--- START ROWS ---

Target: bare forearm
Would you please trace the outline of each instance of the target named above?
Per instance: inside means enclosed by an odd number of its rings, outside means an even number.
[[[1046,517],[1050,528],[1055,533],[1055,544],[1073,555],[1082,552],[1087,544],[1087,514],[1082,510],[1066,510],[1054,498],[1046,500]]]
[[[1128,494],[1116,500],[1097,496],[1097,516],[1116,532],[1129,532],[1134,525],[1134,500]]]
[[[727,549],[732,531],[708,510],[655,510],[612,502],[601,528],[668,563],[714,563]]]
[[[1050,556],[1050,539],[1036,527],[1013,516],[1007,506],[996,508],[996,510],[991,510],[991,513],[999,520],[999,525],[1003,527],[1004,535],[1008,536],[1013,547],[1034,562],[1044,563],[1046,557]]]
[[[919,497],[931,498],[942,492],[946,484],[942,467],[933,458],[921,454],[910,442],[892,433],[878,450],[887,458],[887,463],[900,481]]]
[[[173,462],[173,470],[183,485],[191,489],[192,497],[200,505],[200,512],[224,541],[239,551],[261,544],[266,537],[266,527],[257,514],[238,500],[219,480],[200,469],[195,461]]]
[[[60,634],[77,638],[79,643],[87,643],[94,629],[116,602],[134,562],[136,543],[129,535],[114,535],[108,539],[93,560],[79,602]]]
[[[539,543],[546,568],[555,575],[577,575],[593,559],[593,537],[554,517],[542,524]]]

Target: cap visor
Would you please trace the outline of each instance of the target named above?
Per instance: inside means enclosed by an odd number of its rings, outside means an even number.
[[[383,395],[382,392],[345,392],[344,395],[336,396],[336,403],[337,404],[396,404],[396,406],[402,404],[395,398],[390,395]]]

--- END ROWS ---

**TASK PROMPT**: Reproduce all of the rows above, character for character.

**THE REPLY**:
Target: bare forearm
Would you please trace the outline of each instance of the target named above?
Per instance: inside means enclosed by an odd number of its rings, outside means an even number.
[[[1046,517],[1050,528],[1055,533],[1055,544],[1073,555],[1082,552],[1087,544],[1087,514],[1082,510],[1066,510],[1054,498],[1046,500]]]
[[[1128,494],[1116,500],[1097,496],[1097,516],[1116,532],[1129,532],[1134,525],[1134,500]]]
[[[727,549],[732,531],[708,510],[655,510],[612,502],[601,528],[668,563],[714,563]]]
[[[1050,556],[1050,539],[1036,527],[1013,516],[1007,506],[996,508],[996,510],[991,510],[991,513],[999,520],[999,525],[1003,527],[1004,535],[1008,536],[1013,547],[1034,562],[1044,563],[1046,557]]]
[[[919,497],[931,498],[942,492],[946,484],[942,467],[933,458],[921,454],[910,442],[892,433],[878,450],[887,458],[887,463],[900,481]]]
[[[173,462],[173,470],[183,485],[191,489],[192,497],[200,505],[200,512],[224,541],[239,551],[261,544],[266,537],[266,527],[257,514],[238,500],[219,480],[200,469],[195,461]]]
[[[60,634],[77,638],[79,643],[87,643],[94,629],[116,602],[134,562],[136,543],[129,535],[114,535],[108,539],[93,560],[79,602]]]
[[[539,543],[546,568],[555,575],[577,575],[593,559],[593,537],[554,517],[542,524]]]

Target: cap visor
Would you please trace the outline of each instance of the target named above?
Per instance: inside means enclosed by an odd number of its rings, outside means an even number.
[[[383,395],[382,392],[345,392],[344,395],[336,396],[336,403],[337,404],[396,404],[396,406],[402,404],[395,398],[390,395]]]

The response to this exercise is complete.